**WHAT IS REQUIRED**:
Present all of the rows below as a numbered list, omitting any blank lines.

**ENTRIES SUPPLIED**:

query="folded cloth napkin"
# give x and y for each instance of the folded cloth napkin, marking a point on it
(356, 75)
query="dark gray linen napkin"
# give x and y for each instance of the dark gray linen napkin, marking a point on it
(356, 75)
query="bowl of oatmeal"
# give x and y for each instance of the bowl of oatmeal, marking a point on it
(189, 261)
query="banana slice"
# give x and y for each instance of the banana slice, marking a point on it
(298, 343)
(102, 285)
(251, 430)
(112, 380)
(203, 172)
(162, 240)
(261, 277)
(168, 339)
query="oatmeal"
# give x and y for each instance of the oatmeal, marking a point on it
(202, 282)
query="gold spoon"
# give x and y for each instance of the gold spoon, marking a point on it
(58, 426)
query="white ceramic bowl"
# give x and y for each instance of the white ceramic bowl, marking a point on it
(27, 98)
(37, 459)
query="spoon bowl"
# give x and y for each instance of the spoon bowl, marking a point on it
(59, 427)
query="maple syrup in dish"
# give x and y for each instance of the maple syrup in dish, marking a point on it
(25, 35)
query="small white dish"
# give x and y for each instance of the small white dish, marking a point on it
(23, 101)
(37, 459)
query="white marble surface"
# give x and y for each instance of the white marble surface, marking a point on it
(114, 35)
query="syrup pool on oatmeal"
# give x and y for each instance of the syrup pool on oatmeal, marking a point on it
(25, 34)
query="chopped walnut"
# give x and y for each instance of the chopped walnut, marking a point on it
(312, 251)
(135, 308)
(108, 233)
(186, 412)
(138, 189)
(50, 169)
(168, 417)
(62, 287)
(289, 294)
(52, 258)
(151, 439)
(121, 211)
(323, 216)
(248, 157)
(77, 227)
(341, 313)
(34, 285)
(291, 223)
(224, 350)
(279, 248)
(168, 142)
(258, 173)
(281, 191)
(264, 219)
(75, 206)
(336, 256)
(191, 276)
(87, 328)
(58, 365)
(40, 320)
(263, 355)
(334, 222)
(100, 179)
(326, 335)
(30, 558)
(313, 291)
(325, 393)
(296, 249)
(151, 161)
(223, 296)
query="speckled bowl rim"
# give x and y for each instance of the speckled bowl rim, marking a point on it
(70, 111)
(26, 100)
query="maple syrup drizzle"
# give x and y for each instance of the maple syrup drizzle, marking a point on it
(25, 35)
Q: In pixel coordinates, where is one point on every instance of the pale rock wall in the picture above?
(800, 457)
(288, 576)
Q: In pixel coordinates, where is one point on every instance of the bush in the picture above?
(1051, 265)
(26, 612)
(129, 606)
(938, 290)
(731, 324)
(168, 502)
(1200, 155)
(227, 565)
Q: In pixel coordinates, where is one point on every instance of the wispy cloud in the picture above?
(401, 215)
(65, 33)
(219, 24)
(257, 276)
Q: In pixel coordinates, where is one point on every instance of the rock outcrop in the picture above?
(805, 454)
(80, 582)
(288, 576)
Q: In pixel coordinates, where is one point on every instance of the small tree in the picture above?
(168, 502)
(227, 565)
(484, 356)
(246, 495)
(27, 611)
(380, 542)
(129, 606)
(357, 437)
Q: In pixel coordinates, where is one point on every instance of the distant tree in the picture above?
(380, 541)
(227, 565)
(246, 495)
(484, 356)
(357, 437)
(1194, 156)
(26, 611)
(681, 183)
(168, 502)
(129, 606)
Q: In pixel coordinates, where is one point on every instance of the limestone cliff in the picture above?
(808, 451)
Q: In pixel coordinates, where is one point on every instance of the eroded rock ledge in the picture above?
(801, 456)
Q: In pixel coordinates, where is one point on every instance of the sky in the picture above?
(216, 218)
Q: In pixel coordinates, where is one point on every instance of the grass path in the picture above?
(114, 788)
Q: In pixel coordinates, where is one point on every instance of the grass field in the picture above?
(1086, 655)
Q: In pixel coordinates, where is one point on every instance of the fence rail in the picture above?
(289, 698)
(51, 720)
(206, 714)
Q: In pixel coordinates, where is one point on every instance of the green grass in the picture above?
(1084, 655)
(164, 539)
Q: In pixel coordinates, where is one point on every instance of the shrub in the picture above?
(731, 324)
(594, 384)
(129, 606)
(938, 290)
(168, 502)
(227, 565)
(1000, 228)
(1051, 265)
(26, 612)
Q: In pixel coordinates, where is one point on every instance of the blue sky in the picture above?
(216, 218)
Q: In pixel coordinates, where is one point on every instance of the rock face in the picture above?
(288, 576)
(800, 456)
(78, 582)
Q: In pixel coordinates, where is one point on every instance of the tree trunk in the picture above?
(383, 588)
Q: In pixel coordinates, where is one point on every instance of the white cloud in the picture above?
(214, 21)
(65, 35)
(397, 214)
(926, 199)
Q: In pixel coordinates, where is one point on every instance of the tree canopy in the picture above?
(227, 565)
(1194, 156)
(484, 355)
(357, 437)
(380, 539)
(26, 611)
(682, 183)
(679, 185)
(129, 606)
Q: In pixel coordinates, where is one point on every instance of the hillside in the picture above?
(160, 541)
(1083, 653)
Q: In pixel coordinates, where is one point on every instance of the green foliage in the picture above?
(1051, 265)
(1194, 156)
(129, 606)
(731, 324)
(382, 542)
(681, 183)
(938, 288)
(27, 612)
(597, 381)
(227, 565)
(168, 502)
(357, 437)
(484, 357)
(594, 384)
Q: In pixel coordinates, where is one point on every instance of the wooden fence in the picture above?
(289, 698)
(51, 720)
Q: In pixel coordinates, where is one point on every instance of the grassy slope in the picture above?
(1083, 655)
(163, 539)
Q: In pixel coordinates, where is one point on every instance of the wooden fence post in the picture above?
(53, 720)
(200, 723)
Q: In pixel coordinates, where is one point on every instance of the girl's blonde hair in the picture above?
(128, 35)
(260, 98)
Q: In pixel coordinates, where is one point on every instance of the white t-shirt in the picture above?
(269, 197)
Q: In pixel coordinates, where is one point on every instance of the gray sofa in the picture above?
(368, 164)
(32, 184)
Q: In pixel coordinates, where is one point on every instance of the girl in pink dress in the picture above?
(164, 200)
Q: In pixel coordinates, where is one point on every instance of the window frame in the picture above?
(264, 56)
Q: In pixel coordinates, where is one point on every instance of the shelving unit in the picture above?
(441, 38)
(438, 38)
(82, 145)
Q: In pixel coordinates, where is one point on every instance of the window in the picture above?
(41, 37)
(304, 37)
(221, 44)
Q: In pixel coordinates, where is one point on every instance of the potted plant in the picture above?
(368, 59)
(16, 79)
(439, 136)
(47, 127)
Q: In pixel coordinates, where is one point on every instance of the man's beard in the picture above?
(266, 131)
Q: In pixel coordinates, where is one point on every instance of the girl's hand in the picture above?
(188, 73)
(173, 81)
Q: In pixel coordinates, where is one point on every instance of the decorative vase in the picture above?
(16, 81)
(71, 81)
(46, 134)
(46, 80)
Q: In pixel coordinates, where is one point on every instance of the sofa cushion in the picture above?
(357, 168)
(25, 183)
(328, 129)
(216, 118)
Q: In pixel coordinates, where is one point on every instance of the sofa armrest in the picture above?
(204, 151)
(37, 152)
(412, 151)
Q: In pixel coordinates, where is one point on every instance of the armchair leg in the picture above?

**EXERCISE OUTPUT**:
1. query="folded cloth napkin"
2. # give x and y for each instance of the folded cloth napkin, marking a point on it
3. (356, 75)
4. query="dark gray linen napkin"
5. # give x and y for each instance of the dark gray linen napkin, marking a point on it
6. (356, 75)
7. query="bowl of oatmeal"
8. # give x and y for each instance of the bowl of oatmeal, marking a point on it
9. (189, 261)
10. query="banana slice"
11. # give x and y for each instance of the banana slice, marking a point on it
12. (298, 343)
13. (102, 285)
14. (251, 430)
15. (112, 380)
16. (203, 172)
17. (162, 240)
18. (261, 277)
19. (168, 339)
20. query="oatmeal"
21. # give x and y for each instance of the oatmeal, marking a point on it
22. (202, 282)
23. query="gold spoon"
24. # give x and y for each instance of the gold spoon, marking a point on it
25. (58, 426)
26. query="white ceramic bowl"
27. # give x and y for each instance of the white ceramic bowl, marking a point on it
28. (27, 98)
29. (37, 459)
30. query="spoon bowl"
31. # give x and y for each instance of the spoon bowl, marking a point on it
32. (59, 427)
33. query="maple syrup in dish"
34. # give x and y for each instance of the maple syrup in dish, marking a point on it
35. (25, 35)
36. query="small white dish"
37. # give x and y for each instance of the small white dish, marking a point on it
38. (23, 101)
39. (37, 459)
40. query="white marble surface"
41. # give x and y for each instance of the white marble surface, marking a point on it
42. (114, 35)
43. query="syrup pool on oatmeal"
44. # give x and y for each instance of the syrup pool on oatmeal, marking a point on it
45. (25, 34)
46. query="chopped walnut"
47. # give x and y for each instance of the chopped walnut, marking a point on it
48. (312, 251)
49. (135, 308)
50. (108, 233)
51. (186, 412)
52. (138, 189)
53. (50, 169)
54. (168, 417)
55. (62, 287)
56. (289, 294)
57. (52, 258)
58. (151, 439)
59. (121, 211)
60. (323, 216)
61. (248, 157)
62. (77, 227)
63. (341, 313)
64. (34, 285)
65. (291, 223)
66. (224, 350)
67. (279, 248)
68. (168, 142)
69. (258, 173)
70. (281, 191)
71. (264, 219)
72. (75, 206)
73. (336, 256)
74. (191, 276)
75. (87, 328)
76. (58, 365)
77. (40, 320)
78. (263, 355)
79. (334, 222)
80. (100, 179)
81. (326, 335)
82. (30, 558)
83. (313, 291)
84. (325, 393)
85. (296, 249)
86. (151, 161)
87. (223, 296)
88. query="speckled bowl rim"
89. # give x and y for each instance of the speckled bowl rim, marking a point on it
90. (70, 111)
91. (26, 100)
92. query="maple syrup drizzle"
93. # give x and y for each instance of the maple syrup drizzle, marking a point on it
94. (25, 35)
95. Q: In pixel coordinates, where is one point on every instance of the pale rock wall in the picture above?
96. (800, 457)
97. (288, 576)
98. Q: In pixel coordinates, where is one point on every instance of the bush in the picture above?
99. (1051, 265)
100. (26, 612)
101. (129, 606)
102. (938, 290)
103. (731, 324)
104. (168, 502)
105. (1200, 155)
106. (227, 565)
107. Q: In pixel coordinates, where is one point on every instance of the wispy cloud in the picture above?
108. (401, 215)
109. (65, 33)
110. (219, 24)
111. (257, 276)
112. Q: In pixel coordinates, where is one point on every instance of the rock outcrop in the picture above?
113. (805, 454)
114. (80, 582)
115. (288, 576)
116. Q: In pixel coordinates, where is one point on every instance of the small tree in the picture above?
117. (168, 502)
118. (227, 565)
119. (484, 356)
120. (246, 495)
121. (27, 611)
122. (380, 542)
123. (129, 606)
124. (357, 437)
125. Q: In pixel coordinates, where is one point on every instance of the distant tree in the picture above?
126. (380, 541)
127. (227, 565)
128. (246, 495)
129. (484, 356)
130. (357, 437)
131. (1194, 156)
132. (26, 611)
133. (681, 183)
134. (168, 502)
135. (129, 606)
136. Q: In pixel coordinates, where is one point on every instance of the limestone cliff in the picture above?
137. (808, 451)
138. Q: In pixel coordinates, where is one point on every instance of the eroded rock ledge in the picture above?
139. (801, 456)
140. Q: In pixel coordinates, where is one point on every instance of the sky in the picture above?
141. (216, 218)
142. Q: In pixel coordinates, where is one point on every instance of the grass path in the picture above?
143. (114, 788)
144. Q: In pixel coordinates, where is one point on every instance of the grass field in the picture above?
145. (1086, 655)
146. Q: In pixel coordinates, where is one point on every instance of the fence rail in the picture above?
147. (289, 698)
148. (51, 720)
149. (206, 714)
150. Q: In pixel coordinates, where is one point on every instance of the green grass in the picture above?
151. (1084, 655)
152. (164, 539)
153. Q: In pixel coordinates, where is one point on every instance of the shrub in the picture above?
154. (731, 324)
155. (594, 384)
156. (129, 606)
157. (938, 290)
158. (168, 502)
159. (227, 565)
160. (1000, 228)
161. (1051, 265)
162. (26, 612)
163. Q: In pixel coordinates, where is one point on every instance of the blue sky in the picture above?
164. (216, 218)
165. Q: In pixel coordinates, where is one point on every instance of the rock face in the picture above?
166. (288, 576)
167. (800, 456)
168. (78, 582)
169. Q: In pixel coordinates, where is one point on every instance of the tree trunk in the picture above?
170. (383, 588)
171. Q: In pixel coordinates, where is one point on every instance of the white cloud in the picture above?
172. (214, 21)
173. (65, 35)
174. (397, 214)
175. (926, 199)
176. Q: In pixel coordinates, where is one point on every instance of the tree canopy in the picture above?
177. (227, 565)
178. (1194, 156)
179. (484, 355)
180. (357, 437)
181. (380, 539)
182. (26, 611)
183. (682, 183)
184. (679, 185)
185. (129, 606)
186. Q: In pixel coordinates, where is one point on every instance of the hillside in the picture above?
187. (160, 541)
188. (1083, 653)
189. Q: In pixel coordinates, where is one point on every instance of the green foliage in the picture above?
190. (1051, 265)
191. (1194, 156)
192. (129, 606)
193. (731, 324)
194. (382, 542)
195. (681, 183)
196. (938, 288)
197. (27, 612)
198. (597, 381)
199. (227, 565)
200. (168, 502)
201. (357, 437)
202. (484, 357)
203. (594, 384)
204. Q: In pixel coordinates, where is one point on every instance of the wooden fence in the picture above?
205. (289, 698)
206. (51, 720)
207. Q: In pixel coordinates, where is one point on every instance of the grassy slope in the picture above?
208. (1083, 655)
209. (163, 539)
210. Q: In pixel coordinates, where is one point on every instance of the wooden fence post in the picture above?
211. (53, 720)
212. (200, 723)
213. Q: In pixel coordinates, where is one point on every instance of the girl's blonde hair in the picture above?
214. (128, 35)
215. (260, 98)
216. Q: In pixel coordinates, where is one point on every instance of the white t-shirt in the picture above?
217. (269, 197)
218. Q: In pixel coordinates, where is one point on every instance of the gray sofa in the picture above?
219. (368, 164)
220. (32, 184)
221. Q: In pixel coordinates, where is one point on every instance of the girl in pink dress in the picture above?
222. (164, 200)
223. Q: In pixel coordinates, where is one point on every instance of the window frame in the picture above?
224. (264, 56)
225. Q: In pixel coordinates, where is one point on every instance of the shelving unit in the picture above?
226. (441, 38)
227. (438, 38)
228. (82, 145)
229. Q: In pixel coordinates, where is one point on every instance of the window in the picture above?
230. (41, 37)
231. (304, 37)
232. (221, 44)
233. Q: In pixel coordinates, where is one point on every instance of the potted plant in the picture above?
234. (368, 59)
235. (16, 79)
236. (439, 136)
237. (47, 127)
238. Q: In pixel coordinates, where is one point on every instance of the man's beard in the picture above?
239. (266, 131)
240. Q: In pixel coordinates, where is one point on every instance of the girl's hand in the picture above?
241. (188, 73)
242. (173, 81)
243. Q: In pixel coordinates, where is one point on every instance of the decorative vase in the picture above?
244. (16, 81)
245. (71, 81)
246. (46, 134)
247. (46, 80)
248. Q: In pixel coordinates, where is one point on every instance of the sofa cushion in the picture above?
249. (357, 168)
250. (25, 183)
251. (328, 129)
252. (216, 118)
253. Q: In pixel coordinates, where is one point on every instance of the sofa armrest in the picture above?
254. (204, 151)
255. (37, 152)
256. (412, 151)
257. Q: In pixel coordinates, where is one point on every instance of the armchair leg in the picture above?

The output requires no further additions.